=== PROBLEM TO SOLVE ===
Can you arrange the rows as a JSON list of strings, one string per line and blank lines left out, starting at the beginning of the rows and ending at the line that contains "44], [120, 44]]"? Leave the pictures out of the answer.

=== Shape labeling rows ===
* * * *

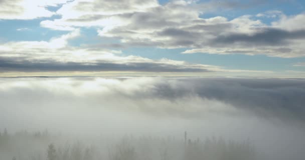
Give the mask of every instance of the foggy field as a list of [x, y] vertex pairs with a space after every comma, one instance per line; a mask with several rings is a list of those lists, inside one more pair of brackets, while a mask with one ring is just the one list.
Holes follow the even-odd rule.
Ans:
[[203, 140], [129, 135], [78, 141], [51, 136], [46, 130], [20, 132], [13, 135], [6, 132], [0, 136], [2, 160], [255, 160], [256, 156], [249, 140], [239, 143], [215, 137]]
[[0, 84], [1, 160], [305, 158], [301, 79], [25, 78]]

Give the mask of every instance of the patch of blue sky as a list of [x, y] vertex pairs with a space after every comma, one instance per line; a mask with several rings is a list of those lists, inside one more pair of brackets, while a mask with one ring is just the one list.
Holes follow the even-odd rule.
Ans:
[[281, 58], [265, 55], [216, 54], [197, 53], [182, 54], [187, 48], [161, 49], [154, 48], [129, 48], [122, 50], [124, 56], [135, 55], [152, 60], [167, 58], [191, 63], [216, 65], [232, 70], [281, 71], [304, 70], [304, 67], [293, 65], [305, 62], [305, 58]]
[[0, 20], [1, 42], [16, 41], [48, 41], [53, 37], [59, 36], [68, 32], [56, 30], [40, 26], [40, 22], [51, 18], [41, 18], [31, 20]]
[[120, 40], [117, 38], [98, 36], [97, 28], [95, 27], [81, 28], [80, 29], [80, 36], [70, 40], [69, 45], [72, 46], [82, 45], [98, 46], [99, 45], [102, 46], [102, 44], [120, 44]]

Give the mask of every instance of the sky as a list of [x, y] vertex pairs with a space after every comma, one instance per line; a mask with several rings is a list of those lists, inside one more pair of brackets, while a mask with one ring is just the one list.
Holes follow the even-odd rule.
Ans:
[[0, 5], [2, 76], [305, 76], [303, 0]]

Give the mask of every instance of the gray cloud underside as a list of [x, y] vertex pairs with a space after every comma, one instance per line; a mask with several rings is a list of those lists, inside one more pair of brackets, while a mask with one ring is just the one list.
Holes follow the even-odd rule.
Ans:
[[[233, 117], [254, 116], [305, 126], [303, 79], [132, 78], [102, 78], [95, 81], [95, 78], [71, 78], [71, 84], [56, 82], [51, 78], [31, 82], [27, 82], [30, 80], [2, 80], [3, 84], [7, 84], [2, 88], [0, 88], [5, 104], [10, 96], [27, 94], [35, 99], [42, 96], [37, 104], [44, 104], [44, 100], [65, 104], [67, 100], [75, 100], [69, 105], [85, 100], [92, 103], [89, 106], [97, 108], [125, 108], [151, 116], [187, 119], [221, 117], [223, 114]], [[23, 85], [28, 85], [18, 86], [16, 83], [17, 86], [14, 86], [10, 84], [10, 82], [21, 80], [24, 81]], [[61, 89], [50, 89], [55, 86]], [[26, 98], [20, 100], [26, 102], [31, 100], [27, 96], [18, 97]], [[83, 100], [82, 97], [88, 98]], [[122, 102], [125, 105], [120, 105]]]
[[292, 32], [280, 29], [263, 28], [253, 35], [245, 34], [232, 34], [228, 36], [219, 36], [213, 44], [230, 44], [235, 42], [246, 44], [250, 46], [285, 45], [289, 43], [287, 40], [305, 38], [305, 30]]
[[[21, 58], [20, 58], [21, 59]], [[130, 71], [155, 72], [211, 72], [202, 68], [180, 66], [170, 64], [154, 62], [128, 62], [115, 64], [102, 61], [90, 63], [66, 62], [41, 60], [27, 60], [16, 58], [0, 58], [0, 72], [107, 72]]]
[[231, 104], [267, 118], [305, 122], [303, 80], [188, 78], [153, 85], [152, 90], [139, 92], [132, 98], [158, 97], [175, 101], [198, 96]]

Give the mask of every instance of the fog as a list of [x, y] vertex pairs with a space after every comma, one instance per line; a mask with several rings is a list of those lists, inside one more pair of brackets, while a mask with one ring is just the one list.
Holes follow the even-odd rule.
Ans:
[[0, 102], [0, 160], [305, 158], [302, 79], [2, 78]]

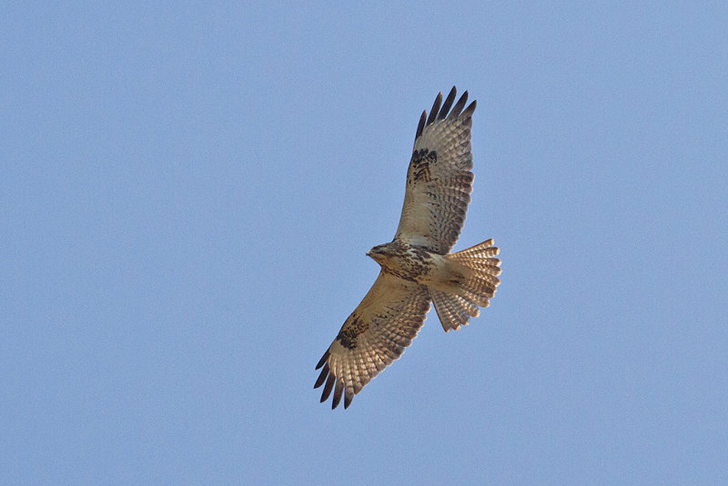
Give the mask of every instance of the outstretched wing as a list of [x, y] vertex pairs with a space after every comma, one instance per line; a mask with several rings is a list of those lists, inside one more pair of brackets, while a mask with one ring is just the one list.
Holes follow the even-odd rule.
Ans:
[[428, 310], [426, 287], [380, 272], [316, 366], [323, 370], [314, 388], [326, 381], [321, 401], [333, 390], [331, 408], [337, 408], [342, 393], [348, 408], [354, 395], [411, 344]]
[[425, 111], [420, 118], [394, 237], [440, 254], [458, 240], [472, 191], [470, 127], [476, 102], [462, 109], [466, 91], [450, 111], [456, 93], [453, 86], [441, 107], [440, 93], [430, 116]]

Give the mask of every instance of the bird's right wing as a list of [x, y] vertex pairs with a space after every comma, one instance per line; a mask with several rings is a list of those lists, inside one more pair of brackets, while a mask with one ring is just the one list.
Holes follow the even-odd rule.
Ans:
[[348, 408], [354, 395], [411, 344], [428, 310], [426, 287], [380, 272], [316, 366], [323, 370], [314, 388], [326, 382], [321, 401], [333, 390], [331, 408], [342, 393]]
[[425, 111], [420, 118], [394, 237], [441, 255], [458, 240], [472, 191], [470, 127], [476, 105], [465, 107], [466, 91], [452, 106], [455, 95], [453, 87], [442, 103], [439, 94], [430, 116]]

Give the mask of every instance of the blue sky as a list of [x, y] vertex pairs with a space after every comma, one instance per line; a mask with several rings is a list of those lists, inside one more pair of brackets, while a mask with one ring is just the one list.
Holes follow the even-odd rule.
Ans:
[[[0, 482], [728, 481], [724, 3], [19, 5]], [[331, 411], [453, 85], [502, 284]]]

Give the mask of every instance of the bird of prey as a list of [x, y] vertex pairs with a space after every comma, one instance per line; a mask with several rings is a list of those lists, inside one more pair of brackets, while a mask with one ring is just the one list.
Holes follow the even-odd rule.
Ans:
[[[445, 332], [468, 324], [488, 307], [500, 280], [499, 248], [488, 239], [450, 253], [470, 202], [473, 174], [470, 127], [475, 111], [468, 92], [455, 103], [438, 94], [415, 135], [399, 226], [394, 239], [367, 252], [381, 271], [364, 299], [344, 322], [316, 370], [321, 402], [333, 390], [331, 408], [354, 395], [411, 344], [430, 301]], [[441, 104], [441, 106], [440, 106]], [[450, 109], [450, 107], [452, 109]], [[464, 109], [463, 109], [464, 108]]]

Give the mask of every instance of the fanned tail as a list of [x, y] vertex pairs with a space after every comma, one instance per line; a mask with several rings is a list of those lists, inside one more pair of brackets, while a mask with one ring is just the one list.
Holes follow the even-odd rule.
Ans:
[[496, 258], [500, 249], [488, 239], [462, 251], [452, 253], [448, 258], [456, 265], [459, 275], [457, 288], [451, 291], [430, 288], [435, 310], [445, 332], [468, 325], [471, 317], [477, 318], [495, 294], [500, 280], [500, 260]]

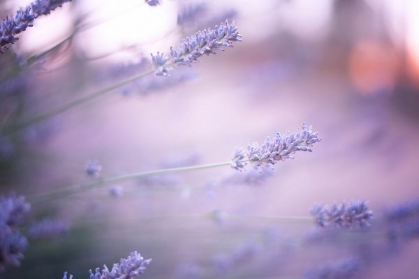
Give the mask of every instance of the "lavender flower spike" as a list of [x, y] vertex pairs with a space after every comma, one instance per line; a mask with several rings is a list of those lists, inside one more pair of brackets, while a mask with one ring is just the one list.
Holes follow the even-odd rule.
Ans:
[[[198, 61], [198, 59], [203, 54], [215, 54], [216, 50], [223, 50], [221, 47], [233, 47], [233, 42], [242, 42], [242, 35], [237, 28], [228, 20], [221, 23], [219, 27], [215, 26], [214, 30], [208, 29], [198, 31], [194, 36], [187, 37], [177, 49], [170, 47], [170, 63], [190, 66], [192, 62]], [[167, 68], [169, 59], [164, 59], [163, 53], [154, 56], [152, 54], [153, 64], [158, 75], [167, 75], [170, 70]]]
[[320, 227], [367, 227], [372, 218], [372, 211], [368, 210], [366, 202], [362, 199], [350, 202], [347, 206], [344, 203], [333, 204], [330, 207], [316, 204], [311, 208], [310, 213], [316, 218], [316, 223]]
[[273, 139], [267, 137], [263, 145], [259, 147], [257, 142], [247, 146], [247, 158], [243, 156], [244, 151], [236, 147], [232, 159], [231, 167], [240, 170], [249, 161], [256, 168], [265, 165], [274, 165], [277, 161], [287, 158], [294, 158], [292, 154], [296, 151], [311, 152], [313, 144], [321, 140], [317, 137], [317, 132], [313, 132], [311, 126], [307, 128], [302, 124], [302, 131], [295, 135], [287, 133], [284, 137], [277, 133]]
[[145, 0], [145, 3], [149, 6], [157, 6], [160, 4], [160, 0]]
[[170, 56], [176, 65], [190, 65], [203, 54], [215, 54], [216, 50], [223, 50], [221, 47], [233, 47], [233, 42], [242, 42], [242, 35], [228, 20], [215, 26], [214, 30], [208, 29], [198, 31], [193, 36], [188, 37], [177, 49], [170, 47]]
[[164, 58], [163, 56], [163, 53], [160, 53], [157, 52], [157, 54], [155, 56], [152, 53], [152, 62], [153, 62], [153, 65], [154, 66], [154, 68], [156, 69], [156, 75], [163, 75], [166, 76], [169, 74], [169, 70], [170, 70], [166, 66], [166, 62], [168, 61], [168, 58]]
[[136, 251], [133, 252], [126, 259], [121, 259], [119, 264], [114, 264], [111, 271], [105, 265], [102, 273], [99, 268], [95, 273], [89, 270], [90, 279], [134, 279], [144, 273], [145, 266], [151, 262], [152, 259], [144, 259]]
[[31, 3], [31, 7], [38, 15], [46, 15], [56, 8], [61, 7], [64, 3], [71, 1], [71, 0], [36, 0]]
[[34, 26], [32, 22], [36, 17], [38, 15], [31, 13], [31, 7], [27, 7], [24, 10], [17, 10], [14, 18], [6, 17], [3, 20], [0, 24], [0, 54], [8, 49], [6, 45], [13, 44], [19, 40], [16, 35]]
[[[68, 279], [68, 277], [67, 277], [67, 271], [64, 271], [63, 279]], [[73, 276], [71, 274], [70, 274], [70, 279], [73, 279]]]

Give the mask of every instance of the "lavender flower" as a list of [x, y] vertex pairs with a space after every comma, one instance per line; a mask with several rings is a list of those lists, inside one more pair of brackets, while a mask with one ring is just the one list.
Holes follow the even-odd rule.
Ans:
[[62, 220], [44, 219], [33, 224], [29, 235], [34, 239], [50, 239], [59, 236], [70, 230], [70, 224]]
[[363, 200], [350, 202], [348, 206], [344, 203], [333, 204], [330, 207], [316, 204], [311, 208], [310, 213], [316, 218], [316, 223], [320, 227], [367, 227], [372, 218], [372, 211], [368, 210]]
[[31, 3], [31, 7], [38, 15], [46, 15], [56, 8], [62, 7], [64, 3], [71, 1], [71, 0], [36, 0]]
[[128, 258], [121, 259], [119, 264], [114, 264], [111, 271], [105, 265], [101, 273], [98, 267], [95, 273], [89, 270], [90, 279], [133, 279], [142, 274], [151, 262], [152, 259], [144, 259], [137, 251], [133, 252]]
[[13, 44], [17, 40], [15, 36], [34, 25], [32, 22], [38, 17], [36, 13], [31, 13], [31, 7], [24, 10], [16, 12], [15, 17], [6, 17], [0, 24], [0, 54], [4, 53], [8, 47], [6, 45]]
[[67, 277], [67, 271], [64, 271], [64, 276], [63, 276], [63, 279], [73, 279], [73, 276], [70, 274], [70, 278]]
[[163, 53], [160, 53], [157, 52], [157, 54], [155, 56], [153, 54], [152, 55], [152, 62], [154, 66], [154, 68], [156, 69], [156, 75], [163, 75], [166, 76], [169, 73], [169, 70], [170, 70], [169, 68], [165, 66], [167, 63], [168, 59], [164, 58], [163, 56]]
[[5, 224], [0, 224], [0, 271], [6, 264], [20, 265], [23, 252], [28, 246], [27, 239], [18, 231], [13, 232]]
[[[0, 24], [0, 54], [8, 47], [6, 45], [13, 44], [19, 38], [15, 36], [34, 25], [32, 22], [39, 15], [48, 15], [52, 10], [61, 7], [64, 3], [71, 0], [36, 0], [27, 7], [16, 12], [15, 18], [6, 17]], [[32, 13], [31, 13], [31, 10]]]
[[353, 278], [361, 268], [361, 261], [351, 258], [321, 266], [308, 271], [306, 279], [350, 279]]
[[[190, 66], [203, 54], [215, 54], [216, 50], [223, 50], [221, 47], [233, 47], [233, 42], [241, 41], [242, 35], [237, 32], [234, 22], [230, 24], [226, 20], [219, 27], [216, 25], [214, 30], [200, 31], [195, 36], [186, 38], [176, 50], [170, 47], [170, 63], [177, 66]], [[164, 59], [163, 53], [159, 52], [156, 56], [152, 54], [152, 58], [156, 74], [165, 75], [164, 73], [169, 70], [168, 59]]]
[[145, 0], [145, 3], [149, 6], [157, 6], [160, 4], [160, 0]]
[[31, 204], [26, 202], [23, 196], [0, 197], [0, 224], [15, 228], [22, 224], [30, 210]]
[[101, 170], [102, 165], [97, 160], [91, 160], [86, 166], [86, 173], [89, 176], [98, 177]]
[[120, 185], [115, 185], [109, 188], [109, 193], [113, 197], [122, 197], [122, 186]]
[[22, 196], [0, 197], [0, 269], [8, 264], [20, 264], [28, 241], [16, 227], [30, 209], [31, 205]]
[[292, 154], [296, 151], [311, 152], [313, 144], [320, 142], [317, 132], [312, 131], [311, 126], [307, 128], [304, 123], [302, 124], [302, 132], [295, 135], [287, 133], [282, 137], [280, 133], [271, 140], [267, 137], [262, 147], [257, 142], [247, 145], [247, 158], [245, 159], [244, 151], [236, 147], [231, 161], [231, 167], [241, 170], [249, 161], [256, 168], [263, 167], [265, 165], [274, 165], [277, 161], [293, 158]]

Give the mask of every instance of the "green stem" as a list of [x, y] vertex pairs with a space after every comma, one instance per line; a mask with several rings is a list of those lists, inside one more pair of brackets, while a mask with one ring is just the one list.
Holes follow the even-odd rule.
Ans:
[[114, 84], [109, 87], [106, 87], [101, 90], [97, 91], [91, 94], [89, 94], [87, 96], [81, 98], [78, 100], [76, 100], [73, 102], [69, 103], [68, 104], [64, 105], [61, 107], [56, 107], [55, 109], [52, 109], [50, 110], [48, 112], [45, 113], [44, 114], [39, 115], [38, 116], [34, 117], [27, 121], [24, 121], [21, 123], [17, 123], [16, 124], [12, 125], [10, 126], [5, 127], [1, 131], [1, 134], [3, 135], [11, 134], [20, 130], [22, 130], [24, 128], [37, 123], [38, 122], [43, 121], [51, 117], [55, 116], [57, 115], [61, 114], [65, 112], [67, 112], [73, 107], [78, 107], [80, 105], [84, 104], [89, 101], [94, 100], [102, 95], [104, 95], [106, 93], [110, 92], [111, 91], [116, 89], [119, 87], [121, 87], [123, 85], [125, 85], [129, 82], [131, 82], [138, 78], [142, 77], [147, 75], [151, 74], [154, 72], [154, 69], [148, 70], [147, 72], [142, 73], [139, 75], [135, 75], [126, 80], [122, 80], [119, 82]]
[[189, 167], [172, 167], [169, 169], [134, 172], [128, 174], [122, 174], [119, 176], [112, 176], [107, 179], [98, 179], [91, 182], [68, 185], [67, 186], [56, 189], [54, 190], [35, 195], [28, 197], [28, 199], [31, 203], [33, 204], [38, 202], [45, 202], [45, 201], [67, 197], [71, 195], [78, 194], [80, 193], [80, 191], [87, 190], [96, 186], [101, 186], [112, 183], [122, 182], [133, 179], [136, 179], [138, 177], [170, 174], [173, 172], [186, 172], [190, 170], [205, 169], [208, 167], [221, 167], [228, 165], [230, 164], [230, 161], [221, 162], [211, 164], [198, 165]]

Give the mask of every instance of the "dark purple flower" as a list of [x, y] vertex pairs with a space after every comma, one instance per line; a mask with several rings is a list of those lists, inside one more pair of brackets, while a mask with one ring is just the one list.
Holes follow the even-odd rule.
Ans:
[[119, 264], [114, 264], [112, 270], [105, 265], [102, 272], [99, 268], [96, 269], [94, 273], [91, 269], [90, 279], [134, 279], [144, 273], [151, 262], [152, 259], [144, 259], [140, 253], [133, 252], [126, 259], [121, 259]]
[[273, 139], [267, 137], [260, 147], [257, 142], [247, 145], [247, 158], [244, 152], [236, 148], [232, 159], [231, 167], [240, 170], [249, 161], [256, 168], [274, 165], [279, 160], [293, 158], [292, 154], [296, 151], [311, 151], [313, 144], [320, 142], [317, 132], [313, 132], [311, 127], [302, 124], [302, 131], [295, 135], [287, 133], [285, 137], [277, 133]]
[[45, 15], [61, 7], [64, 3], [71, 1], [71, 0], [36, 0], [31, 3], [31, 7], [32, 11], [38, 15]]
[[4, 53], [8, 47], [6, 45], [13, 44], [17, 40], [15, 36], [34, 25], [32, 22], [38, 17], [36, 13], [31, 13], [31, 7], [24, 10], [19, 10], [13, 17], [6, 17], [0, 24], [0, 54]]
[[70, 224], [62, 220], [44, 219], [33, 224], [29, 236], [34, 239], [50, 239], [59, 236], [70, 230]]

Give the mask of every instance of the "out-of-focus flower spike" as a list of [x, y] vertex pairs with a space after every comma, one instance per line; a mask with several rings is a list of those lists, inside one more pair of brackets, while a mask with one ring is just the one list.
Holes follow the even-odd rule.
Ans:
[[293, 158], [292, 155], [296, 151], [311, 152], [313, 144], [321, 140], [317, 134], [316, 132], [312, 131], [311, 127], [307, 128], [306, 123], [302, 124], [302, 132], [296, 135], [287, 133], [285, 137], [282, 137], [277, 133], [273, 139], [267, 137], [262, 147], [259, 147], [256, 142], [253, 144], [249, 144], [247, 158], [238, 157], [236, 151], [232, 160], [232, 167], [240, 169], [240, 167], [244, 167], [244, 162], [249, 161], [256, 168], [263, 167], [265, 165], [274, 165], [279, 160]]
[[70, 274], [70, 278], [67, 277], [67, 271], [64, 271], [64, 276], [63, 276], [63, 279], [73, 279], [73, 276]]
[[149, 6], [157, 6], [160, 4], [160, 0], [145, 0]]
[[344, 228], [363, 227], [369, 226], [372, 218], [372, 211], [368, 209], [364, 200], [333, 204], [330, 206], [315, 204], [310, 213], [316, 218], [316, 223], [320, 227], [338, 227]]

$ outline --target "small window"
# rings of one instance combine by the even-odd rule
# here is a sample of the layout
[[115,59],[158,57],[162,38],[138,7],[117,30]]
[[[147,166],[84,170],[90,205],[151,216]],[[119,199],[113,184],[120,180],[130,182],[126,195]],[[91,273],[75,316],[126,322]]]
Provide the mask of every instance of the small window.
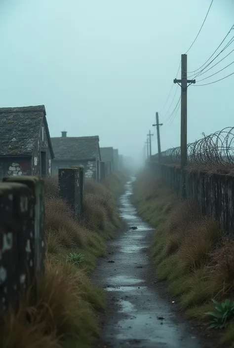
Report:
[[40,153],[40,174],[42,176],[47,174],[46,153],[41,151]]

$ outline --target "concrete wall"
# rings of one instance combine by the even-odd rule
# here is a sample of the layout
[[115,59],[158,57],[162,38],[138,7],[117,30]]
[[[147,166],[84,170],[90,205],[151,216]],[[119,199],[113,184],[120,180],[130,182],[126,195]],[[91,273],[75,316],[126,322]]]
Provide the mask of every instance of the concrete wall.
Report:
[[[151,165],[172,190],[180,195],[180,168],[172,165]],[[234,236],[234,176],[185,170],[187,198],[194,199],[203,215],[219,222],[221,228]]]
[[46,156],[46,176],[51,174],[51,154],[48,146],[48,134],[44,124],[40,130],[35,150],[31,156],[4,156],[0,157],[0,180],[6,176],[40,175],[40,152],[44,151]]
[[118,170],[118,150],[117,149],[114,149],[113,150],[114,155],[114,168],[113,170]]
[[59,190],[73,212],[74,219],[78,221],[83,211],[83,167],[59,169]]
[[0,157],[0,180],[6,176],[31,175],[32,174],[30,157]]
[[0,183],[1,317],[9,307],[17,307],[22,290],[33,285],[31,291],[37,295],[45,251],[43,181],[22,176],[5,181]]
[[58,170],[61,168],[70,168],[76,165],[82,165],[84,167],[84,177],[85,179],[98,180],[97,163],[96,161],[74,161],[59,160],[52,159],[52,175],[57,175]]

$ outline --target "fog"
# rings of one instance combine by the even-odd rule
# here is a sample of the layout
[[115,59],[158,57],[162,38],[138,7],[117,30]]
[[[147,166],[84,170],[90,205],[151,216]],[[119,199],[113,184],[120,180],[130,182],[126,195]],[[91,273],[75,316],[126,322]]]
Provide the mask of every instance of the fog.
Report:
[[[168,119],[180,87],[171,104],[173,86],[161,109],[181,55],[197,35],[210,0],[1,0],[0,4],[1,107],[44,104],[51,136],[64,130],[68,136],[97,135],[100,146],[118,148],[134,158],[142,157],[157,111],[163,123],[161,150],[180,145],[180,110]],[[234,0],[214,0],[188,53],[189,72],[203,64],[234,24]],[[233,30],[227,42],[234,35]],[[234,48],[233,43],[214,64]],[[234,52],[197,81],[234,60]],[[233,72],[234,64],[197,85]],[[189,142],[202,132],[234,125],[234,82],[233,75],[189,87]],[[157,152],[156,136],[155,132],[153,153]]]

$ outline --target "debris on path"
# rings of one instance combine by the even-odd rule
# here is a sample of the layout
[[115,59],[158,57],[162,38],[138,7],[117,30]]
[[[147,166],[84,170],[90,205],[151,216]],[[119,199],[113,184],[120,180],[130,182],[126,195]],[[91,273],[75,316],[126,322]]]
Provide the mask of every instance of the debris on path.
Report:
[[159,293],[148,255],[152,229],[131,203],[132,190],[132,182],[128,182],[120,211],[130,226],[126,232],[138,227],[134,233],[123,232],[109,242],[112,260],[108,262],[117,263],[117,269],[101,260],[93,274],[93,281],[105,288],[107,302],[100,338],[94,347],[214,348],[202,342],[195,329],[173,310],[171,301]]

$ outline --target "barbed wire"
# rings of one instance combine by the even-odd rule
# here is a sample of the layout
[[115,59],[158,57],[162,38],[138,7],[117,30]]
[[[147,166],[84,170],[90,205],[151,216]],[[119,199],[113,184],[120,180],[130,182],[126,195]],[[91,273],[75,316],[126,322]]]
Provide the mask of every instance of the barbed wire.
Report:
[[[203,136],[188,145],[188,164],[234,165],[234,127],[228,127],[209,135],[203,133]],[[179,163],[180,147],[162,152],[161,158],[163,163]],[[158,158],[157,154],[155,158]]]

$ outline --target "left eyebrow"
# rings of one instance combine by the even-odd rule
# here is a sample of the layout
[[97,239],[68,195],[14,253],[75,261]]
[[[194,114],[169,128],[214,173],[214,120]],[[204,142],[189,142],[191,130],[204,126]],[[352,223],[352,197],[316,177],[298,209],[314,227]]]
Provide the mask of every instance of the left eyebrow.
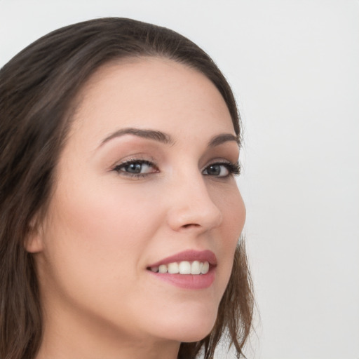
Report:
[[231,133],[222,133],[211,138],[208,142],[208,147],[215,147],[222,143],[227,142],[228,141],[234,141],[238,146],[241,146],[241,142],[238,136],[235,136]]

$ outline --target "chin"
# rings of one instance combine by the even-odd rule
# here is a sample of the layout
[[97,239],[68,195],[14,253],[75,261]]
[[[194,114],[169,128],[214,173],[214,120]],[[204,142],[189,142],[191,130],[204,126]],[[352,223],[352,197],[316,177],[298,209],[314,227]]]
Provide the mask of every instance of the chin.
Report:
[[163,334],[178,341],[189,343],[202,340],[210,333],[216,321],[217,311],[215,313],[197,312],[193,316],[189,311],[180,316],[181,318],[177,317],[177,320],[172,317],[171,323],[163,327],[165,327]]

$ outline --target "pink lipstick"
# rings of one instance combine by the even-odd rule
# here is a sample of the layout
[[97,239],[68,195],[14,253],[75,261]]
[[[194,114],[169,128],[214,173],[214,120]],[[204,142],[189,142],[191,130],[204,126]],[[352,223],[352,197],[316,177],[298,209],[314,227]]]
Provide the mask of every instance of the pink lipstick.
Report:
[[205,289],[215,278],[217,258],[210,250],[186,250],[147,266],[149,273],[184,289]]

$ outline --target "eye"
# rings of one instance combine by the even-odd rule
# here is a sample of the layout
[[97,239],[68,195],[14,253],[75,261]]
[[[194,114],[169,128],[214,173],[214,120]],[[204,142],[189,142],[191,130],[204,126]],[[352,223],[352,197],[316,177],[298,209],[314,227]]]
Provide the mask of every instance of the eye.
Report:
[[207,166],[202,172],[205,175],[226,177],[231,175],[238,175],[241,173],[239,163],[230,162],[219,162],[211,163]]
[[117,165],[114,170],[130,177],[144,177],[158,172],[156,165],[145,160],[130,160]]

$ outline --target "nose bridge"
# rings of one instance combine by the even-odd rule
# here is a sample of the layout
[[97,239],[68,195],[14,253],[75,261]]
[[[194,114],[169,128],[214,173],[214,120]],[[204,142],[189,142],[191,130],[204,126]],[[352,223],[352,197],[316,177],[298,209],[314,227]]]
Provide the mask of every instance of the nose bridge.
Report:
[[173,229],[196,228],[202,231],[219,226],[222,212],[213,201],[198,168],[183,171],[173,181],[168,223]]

* * * *

=== ANSWER TO THE TASK ===
[
  "Give the mask of every instance of the foggy field as a list of [x, y] vertex pairs with a space after every comma, one instance per line; a mask with several rings is a list of those lists, inside one more pair of brackets, while a mask with one ring is just the one list.",
  "Holes follow the even-odd rule.",
  "Ans:",
  "[[203, 140], [129, 135], [78, 141], [51, 136], [46, 130], [20, 132], [13, 135], [6, 132], [0, 136], [2, 160], [255, 160], [256, 156], [249, 140], [239, 143], [215, 137]]",
  "[[0, 84], [1, 160], [305, 158], [301, 79], [25, 78]]",
  "Give the mask of every instance of the patch of blue sky as a list of [x, y] vertex pairs with a space after every comma, one instance per line; a mask with several rings is a list of those lists, inside one more pair of brackets, while a mask with one ring is just the one list.",
  "Holes follow the even-odd rule.",
  "Ans:",
  "[[281, 58], [265, 55], [216, 54], [197, 53], [182, 54], [187, 48], [161, 49], [154, 48], [129, 48], [122, 50], [124, 56], [135, 55], [152, 60], [167, 58], [191, 63], [216, 65], [232, 70], [281, 71], [304, 70], [304, 67], [293, 65], [305, 62], [305, 58]]",
  "[[0, 20], [1, 42], [16, 41], [48, 41], [53, 37], [59, 36], [68, 32], [56, 30], [40, 26], [40, 22], [51, 18], [41, 18], [31, 20]]",
  "[[120, 40], [117, 38], [98, 36], [97, 28], [95, 27], [81, 28], [80, 29], [80, 36], [70, 40], [69, 45], [72, 46], [82, 45], [98, 46], [99, 45], [102, 46], [102, 44], [120, 44]]"
]